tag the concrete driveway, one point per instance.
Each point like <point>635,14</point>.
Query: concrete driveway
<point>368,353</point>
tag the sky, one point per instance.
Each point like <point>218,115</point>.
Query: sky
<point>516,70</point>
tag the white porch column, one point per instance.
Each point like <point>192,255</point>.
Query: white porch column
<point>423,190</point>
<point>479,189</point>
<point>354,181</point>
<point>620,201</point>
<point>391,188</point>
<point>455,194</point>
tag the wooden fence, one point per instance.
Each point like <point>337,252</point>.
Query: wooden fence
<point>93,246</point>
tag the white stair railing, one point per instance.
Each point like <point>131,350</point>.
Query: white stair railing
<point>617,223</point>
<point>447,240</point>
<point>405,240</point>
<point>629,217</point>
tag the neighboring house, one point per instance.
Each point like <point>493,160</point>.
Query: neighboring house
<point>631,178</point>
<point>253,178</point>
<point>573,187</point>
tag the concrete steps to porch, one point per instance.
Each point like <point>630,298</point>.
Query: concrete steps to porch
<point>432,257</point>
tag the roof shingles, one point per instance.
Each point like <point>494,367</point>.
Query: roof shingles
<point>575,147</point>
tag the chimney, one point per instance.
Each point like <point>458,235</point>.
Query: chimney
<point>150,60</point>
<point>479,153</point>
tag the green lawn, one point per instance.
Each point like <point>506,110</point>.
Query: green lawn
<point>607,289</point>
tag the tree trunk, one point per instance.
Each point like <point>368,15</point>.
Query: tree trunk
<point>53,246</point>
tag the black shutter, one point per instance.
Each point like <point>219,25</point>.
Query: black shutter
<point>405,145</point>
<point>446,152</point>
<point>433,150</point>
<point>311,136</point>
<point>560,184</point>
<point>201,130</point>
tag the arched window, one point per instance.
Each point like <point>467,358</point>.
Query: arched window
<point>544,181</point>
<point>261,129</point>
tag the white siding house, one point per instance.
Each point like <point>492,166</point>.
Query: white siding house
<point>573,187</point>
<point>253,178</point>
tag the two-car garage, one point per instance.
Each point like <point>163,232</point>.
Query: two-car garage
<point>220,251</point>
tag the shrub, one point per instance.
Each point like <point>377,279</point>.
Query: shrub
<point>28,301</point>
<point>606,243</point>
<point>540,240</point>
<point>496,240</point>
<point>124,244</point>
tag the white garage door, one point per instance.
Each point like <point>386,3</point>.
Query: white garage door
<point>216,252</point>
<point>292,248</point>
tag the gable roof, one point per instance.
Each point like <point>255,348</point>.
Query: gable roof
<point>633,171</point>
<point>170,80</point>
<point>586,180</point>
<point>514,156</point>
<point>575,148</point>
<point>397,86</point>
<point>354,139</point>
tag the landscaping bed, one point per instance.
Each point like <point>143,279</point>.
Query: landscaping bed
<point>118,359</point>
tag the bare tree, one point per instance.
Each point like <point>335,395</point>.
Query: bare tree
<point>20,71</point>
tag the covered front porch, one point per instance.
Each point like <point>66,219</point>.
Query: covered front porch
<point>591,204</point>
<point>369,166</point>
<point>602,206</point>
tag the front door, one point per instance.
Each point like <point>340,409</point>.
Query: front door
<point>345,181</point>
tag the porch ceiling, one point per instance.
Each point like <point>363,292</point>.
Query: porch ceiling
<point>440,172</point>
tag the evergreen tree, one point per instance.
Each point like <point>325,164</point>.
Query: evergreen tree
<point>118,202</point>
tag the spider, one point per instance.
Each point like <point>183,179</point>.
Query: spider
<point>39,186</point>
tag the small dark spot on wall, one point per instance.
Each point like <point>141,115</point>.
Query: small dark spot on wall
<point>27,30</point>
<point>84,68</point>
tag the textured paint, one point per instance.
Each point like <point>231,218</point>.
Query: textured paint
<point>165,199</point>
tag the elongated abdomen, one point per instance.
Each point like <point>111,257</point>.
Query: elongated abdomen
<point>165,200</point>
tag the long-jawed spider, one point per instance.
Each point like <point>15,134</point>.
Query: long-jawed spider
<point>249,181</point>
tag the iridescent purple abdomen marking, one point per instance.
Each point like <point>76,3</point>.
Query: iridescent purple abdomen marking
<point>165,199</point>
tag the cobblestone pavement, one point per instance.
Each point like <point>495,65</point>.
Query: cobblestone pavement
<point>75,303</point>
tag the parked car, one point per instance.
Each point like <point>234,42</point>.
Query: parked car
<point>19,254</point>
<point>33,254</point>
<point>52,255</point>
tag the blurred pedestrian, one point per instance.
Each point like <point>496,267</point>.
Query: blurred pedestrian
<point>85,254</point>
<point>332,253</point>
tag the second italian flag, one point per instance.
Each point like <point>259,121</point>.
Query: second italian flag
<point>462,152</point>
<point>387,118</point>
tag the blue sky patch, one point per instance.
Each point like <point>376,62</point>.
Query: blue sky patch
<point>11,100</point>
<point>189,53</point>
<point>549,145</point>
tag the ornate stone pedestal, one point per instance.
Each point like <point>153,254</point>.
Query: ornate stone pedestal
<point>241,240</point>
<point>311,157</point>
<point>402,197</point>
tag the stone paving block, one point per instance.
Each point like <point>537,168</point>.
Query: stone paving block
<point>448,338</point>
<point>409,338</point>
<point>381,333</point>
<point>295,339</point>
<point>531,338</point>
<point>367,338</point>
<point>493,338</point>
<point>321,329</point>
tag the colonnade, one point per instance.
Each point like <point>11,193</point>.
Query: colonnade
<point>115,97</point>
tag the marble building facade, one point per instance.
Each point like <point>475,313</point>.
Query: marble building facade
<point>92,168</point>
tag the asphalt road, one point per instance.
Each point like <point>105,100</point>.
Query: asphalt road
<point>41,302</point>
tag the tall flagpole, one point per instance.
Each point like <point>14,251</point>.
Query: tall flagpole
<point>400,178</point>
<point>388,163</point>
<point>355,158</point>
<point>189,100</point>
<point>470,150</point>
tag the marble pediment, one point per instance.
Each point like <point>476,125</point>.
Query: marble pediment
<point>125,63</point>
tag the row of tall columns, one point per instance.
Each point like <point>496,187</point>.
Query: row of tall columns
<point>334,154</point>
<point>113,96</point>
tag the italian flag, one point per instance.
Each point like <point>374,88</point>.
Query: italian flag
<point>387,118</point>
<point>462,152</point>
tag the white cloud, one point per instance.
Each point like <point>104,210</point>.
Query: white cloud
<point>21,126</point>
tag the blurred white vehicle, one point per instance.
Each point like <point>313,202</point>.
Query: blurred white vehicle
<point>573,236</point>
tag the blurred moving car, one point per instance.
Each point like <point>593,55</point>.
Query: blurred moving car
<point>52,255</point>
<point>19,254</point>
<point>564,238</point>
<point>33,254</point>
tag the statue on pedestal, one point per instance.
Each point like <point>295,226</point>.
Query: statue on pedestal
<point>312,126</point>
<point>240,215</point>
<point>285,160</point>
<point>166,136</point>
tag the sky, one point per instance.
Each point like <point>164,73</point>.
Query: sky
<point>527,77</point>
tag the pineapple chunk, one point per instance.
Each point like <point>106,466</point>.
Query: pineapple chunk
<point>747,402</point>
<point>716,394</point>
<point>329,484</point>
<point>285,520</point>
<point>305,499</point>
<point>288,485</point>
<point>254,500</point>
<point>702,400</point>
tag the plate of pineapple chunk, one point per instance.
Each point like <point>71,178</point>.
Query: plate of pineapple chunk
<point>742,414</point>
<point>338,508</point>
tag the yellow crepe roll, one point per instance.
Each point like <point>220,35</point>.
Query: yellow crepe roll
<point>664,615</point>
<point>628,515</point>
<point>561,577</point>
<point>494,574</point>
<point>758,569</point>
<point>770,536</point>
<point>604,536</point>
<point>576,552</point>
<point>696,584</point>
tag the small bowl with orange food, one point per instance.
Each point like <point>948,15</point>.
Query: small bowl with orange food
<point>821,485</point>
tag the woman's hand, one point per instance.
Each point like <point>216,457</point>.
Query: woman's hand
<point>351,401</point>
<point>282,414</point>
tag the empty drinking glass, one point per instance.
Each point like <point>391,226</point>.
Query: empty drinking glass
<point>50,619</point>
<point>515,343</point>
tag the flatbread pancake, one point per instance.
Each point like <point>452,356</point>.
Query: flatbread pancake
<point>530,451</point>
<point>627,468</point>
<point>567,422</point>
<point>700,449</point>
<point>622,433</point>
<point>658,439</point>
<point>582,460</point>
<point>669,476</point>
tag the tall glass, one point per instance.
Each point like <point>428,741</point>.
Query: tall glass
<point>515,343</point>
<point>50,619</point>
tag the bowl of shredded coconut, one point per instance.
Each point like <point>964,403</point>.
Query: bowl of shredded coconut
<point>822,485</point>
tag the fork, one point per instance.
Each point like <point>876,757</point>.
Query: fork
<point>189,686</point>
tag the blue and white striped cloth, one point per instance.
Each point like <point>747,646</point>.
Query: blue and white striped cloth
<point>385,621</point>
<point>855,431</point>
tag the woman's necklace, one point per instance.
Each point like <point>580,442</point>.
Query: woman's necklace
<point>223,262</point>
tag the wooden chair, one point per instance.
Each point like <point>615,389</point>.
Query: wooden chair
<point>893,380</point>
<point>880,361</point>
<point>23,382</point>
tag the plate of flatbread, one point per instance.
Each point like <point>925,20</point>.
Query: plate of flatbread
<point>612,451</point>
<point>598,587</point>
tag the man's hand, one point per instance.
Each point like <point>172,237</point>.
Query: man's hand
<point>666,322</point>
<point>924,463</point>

> [TASK DESCRIPTION]: Rename "pineapple chunk" to "pineapple piece" in the entries, starting at the line that contains "tag the blurred moving" and ending at the line that contains "<point>282,414</point>". Reproduce only those lines, with nothing else altered.

> [SOLUTION FOR THIS PROBLEM]:
tag the blurred moving car, one point per instance.
Each point like <point>593,55</point>.
Query: blurred moving car
<point>52,255</point>
<point>19,254</point>
<point>564,238</point>
<point>33,254</point>
tag the statue on pedestal, one point per instance.
Each point like <point>295,226</point>.
Query: statue on pedestal
<point>312,126</point>
<point>240,215</point>
<point>285,160</point>
<point>166,136</point>
tag the sky, one point per instance.
Each point like <point>164,73</point>.
Query: sky
<point>527,77</point>
tag the pineapple piece, one point per instance.
Each point like <point>106,466</point>.
Query: pineapple piece
<point>747,402</point>
<point>716,394</point>
<point>329,484</point>
<point>285,520</point>
<point>305,499</point>
<point>288,485</point>
<point>254,500</point>
<point>702,400</point>
tag the plate of pineapple piece, one point per instance.
Each point like <point>71,178</point>.
Query: plate of pineapple piece
<point>742,414</point>
<point>338,508</point>
tag the yellow crepe roll, one point per instance.
Each point like <point>220,35</point>.
Query: yellow crepe roll
<point>664,615</point>
<point>628,515</point>
<point>561,577</point>
<point>494,574</point>
<point>758,569</point>
<point>770,536</point>
<point>604,536</point>
<point>576,552</point>
<point>696,584</point>
tag the small bowl with orange food, one point per instance.
Each point like <point>948,15</point>.
Query: small bowl with orange food
<point>821,485</point>
tag the woman's hand, one point per instance.
Each point like <point>216,457</point>.
Query: woman's hand
<point>351,401</point>
<point>282,414</point>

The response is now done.